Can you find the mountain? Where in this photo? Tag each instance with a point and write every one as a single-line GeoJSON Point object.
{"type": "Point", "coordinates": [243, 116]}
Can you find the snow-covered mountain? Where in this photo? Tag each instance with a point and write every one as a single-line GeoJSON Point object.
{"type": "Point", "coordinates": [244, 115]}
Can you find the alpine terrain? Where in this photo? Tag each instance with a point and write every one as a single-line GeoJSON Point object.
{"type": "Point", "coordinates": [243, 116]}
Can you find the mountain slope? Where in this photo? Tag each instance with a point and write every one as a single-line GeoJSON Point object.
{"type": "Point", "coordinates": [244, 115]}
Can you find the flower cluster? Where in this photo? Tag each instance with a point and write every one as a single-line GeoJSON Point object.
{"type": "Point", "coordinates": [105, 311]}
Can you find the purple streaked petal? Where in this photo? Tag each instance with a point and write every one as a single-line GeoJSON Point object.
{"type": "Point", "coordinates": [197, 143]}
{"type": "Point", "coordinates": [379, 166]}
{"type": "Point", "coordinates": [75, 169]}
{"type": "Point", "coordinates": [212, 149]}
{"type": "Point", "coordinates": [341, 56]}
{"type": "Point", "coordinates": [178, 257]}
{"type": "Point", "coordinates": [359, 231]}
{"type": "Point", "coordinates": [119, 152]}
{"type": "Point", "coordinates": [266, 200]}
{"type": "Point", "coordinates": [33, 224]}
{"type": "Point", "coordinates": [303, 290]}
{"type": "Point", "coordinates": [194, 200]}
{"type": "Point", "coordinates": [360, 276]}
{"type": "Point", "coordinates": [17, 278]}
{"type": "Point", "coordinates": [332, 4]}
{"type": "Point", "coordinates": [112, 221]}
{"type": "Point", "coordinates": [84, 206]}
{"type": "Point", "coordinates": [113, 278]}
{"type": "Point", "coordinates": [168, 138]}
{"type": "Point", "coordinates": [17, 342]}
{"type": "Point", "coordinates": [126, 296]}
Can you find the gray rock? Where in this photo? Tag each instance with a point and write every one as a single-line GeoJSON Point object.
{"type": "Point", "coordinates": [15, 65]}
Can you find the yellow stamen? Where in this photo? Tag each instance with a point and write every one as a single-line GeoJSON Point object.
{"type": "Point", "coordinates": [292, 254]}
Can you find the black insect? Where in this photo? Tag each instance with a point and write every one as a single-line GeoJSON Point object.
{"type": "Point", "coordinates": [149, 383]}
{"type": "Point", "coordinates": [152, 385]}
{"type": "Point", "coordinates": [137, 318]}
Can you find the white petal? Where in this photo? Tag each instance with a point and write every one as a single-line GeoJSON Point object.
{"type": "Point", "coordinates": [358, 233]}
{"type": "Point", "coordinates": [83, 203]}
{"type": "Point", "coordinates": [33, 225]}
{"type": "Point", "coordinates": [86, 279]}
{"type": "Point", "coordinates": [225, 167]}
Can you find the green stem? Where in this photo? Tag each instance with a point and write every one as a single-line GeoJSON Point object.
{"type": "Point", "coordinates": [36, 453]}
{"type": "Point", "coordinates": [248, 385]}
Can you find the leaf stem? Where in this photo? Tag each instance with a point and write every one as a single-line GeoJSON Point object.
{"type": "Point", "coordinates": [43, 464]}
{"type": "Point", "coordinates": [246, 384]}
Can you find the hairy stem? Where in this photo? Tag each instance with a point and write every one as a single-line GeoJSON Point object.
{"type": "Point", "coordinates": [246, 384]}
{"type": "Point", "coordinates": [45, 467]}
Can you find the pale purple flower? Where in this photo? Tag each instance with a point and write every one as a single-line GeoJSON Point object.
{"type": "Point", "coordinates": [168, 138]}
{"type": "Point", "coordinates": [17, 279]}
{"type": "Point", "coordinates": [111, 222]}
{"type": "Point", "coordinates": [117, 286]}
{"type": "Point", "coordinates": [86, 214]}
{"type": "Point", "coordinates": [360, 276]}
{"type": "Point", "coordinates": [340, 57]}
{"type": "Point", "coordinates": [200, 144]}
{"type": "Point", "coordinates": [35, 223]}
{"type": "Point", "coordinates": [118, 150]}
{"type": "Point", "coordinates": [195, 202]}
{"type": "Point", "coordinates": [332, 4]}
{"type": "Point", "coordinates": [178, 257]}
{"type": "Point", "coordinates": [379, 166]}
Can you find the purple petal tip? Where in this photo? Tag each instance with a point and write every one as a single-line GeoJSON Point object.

Your goal →
Your task is to extract the lines running from the one with "Can you find the hairy" to the end of the material, inclusive, copying each exactly and adding nothing.

Reply →
Can you find the hairy stem? Where in this photo? Tag each instance with a point and write every one as a single-line GeoJSON Point object.
{"type": "Point", "coordinates": [246, 384]}
{"type": "Point", "coordinates": [45, 467]}
Can you find the pale purple flower? Where in this photo? Tag each instance with a point and write every one as a single-line GeoJSON Point object.
{"type": "Point", "coordinates": [168, 138]}
{"type": "Point", "coordinates": [17, 279]}
{"type": "Point", "coordinates": [111, 222]}
{"type": "Point", "coordinates": [117, 286]}
{"type": "Point", "coordinates": [86, 214]}
{"type": "Point", "coordinates": [360, 276]}
{"type": "Point", "coordinates": [340, 57]}
{"type": "Point", "coordinates": [200, 144]}
{"type": "Point", "coordinates": [35, 223]}
{"type": "Point", "coordinates": [118, 150]}
{"type": "Point", "coordinates": [195, 202]}
{"type": "Point", "coordinates": [332, 4]}
{"type": "Point", "coordinates": [178, 257]}
{"type": "Point", "coordinates": [379, 166]}
Can you find the purple petal tip? Where in this photo? Tag each instance with a point and write every one as a single-line GeoJSON Point object.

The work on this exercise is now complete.